→ Selected excerpt:
##############################

Fix CP crash with GQA + asymmetric KV head dims (#2868) by beccohov · Pull Request #2901 · NVIDIA/TransformerEngine

beccohov · 2026-04-19T11:08:24Z

Description

AttnFuncWithCPAndKVP2P treats k.shape[-1] != v.shape[-1] as "MLA mode" and
assumes the attention output shares V's shape. That holds for strict MLA
(h_q == h_kv) but not when MLA-style attention is combined with GQA
(h_q != h_kv), e.g. MiMo-V2-Flash with num_attention_heads=64, num_kv_heads=4, head_dim_qk=192, head_dim_v=128.

In that case out.view(v_shape) and zeros_like(v).view(v_shape) fail with a
size/shape mismatch because the attention output has h_q heads while V has
h_kv heads.

Fixes #2868

Distinguish V's shape from the attention-output shape:

v_shape (unchanged): used for views of V and dV — [..., h_kv, d_v].
mla_out_shape = (*q.shape[:-1], v.shape[-1]) (new): used for views of
out / dout — [..., h_q, d_v].

Computed after the causal reshape so it parallels v_shape's 5D layout when
causal. Under strict MLA (h_q == h_kv) mla_out_shape == v_shape, so the
existing MLA path is unchanged.

Type of change

Documentation change (change only to the documentation, either a fix or a new content)
Bug fix (non-breaking change which fixes an issue)
New feature (non-breaking change which adds functionality)
Breaking change (fix or feature that would cause existing functionality to not work as expected)
Infra/Build change
Code refactoring

Changes

Introduce mla_out_shape in AttnFuncWithCPAndKVP2P.forward and save it on
ctx, separate from the existing v_shape which continues to describe V/dV.
Use mla_out_shape for out/dout views in forward (init zeros, post-correction
reshape) and backward (out/dout rehydration).
Allocate the first-step output with .new_zeros(mla_out_shape) instead of
torch.zeros_like(v).view(v_shape), so allocation size matches h_q * d_v
instead of h_kv * d_v.
Add tests in tests/pytorch/attention/test_attention_with_cp.py
combining GQA + asymmetric qk/v head dims:
- model_configs_flash_attn: cp_3_4 (causal), cp_3_5 (non-causal).
- model_configs_fused_attn: cp_3_5 (causal), cp_3_6 (non-causal).
- Causal cases added to the test_essential CI subset as regression
  sentinels.
Clarify in the code and test-config comments that this path covers both
strict MLA and MLA-style attention combined with GQA.

##############################

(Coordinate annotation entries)
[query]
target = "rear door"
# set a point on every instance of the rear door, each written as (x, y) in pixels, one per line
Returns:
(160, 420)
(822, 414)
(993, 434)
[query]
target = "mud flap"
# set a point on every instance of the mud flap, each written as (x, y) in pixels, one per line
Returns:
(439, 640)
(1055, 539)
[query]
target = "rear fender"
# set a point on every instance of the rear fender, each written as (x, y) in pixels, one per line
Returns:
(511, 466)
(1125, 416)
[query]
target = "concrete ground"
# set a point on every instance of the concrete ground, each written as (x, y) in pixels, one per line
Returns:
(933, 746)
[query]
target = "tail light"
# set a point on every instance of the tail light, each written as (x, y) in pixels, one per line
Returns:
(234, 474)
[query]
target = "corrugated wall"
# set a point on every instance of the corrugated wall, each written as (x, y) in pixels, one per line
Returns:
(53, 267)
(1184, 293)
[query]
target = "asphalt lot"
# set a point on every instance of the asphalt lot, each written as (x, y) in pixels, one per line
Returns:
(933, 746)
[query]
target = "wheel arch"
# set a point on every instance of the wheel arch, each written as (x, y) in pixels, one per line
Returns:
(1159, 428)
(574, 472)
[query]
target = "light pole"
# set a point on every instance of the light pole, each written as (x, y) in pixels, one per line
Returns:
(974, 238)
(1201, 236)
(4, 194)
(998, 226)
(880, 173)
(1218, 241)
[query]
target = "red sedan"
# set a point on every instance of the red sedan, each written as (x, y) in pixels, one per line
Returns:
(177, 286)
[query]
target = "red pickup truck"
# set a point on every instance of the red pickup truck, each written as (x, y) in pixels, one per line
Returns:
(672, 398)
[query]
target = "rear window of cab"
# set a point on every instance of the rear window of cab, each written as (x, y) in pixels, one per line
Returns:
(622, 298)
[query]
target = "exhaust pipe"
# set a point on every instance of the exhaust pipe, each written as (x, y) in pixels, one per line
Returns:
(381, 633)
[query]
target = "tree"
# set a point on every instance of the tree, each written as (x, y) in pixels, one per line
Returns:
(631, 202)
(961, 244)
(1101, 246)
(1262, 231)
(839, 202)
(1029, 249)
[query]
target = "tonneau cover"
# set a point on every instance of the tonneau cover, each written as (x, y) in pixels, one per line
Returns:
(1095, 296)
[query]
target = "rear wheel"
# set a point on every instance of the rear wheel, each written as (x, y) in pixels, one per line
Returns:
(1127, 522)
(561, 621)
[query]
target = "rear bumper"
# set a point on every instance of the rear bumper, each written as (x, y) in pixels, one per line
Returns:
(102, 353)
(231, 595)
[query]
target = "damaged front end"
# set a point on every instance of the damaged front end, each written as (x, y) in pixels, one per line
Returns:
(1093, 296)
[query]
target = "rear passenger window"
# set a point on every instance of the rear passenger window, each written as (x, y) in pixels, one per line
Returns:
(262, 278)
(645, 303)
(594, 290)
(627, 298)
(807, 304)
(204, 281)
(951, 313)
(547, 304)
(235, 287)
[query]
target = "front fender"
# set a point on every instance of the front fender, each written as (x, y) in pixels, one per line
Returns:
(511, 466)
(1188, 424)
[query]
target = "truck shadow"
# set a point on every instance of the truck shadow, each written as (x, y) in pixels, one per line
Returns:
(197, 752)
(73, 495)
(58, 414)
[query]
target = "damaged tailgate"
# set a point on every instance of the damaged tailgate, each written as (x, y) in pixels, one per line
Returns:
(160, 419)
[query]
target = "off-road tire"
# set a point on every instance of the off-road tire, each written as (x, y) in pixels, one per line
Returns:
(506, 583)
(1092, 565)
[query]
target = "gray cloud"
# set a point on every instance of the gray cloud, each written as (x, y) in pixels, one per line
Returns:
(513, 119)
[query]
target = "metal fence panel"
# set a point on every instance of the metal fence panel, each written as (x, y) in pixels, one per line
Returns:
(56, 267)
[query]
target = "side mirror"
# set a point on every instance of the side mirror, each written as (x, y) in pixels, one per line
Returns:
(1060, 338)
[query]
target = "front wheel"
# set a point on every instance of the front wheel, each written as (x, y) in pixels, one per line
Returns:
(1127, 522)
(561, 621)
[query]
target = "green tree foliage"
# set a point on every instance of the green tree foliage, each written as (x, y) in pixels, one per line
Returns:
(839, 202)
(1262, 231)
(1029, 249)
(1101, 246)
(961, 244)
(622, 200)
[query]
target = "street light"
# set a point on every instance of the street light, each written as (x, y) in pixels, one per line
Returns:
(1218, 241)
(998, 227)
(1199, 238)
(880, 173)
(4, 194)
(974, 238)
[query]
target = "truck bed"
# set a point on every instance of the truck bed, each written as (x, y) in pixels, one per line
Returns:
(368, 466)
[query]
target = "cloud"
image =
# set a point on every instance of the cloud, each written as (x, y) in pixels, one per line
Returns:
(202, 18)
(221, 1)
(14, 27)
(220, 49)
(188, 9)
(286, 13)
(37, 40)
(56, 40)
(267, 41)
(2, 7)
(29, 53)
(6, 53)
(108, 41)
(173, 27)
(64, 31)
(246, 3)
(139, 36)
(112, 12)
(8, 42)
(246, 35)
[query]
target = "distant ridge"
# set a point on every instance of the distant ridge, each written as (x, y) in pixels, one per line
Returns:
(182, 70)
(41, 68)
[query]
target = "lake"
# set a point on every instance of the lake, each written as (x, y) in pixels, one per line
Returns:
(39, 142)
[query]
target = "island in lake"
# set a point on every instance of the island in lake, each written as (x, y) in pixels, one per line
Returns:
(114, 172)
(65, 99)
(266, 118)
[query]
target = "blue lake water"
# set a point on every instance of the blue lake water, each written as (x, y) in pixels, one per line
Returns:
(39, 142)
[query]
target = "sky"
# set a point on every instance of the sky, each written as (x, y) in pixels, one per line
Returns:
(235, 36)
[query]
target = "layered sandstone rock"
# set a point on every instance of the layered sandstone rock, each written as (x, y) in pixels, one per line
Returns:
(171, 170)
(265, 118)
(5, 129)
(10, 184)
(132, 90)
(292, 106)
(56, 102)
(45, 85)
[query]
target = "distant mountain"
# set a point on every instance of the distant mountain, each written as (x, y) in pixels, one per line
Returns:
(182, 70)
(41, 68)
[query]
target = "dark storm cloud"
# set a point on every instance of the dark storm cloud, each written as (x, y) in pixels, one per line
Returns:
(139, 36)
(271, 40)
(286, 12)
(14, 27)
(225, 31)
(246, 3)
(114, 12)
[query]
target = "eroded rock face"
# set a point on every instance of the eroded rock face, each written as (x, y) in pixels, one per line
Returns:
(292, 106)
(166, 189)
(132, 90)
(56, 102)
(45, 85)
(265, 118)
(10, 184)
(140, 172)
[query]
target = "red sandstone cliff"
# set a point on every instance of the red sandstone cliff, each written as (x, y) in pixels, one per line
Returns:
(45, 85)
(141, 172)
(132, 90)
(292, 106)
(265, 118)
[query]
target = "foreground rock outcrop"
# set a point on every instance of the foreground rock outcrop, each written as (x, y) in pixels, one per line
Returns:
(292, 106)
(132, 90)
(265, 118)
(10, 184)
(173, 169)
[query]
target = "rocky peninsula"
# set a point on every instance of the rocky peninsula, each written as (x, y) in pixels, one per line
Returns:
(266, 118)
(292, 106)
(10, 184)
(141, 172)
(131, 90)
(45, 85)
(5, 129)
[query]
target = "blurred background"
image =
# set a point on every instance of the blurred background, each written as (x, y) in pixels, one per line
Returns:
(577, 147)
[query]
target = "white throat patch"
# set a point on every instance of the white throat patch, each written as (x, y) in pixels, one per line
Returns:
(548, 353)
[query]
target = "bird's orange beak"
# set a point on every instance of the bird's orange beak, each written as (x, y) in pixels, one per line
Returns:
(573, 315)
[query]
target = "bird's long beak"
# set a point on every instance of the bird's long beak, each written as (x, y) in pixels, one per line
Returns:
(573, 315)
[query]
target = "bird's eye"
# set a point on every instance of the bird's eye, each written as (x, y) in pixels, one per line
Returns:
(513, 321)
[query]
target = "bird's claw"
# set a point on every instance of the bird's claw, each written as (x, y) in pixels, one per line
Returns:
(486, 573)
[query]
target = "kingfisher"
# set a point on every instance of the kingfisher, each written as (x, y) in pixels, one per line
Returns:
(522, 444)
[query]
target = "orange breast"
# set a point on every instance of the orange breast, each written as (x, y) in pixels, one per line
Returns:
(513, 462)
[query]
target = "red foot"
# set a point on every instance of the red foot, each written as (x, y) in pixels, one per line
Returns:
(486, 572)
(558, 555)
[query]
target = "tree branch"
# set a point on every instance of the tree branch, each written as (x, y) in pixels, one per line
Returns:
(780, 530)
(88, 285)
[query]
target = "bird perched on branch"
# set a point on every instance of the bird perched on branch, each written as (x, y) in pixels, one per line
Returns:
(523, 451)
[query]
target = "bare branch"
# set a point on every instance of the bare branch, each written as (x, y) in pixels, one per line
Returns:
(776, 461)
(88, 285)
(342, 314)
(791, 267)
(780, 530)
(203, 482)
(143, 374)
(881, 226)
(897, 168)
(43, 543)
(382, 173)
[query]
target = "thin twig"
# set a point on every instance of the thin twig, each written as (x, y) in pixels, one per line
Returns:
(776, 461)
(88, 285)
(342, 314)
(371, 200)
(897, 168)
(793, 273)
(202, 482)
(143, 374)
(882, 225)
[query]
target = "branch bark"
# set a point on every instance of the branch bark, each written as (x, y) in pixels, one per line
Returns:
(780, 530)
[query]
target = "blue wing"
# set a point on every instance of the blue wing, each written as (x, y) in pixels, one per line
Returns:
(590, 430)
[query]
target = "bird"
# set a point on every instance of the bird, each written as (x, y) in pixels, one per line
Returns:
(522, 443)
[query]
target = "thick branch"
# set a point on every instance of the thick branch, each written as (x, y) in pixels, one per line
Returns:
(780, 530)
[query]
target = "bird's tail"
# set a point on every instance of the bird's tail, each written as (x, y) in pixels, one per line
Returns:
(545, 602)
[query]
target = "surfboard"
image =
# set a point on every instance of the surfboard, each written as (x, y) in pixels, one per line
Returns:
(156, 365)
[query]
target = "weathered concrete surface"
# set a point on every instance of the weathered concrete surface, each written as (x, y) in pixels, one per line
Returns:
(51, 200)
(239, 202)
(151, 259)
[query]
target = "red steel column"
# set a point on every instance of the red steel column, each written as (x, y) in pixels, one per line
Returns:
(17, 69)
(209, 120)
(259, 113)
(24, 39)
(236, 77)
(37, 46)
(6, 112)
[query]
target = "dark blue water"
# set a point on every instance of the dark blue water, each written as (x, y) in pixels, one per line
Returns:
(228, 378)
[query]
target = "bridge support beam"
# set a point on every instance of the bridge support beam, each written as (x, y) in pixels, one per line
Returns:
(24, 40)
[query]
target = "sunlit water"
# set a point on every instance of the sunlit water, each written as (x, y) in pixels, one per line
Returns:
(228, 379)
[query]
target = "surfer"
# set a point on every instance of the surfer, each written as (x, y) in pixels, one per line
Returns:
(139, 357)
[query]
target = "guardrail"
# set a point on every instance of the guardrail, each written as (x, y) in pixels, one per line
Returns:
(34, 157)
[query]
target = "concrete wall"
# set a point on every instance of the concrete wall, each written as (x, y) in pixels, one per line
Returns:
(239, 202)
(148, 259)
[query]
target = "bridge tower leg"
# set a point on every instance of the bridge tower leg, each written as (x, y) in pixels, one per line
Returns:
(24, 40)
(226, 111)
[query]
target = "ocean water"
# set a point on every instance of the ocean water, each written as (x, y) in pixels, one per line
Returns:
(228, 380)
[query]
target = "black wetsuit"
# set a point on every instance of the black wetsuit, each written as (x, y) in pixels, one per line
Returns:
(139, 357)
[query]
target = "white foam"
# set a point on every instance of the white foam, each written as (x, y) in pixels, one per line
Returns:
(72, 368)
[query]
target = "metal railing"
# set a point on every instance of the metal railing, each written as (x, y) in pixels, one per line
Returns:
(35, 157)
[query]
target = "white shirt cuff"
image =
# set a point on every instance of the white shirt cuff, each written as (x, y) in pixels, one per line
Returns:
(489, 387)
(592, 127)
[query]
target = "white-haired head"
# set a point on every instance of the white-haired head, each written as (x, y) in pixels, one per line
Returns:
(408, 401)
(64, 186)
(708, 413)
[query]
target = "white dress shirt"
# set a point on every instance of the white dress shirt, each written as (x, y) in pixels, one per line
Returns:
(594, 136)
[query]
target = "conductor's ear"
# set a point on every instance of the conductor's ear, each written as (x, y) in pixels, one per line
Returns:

##############################

→ To be done:
According to the pull request, what call now allocates the first-step output in place of torch.zeros_like(v).view(v_shape)?

→ Task result:
.new_zeros(mla_out_shape)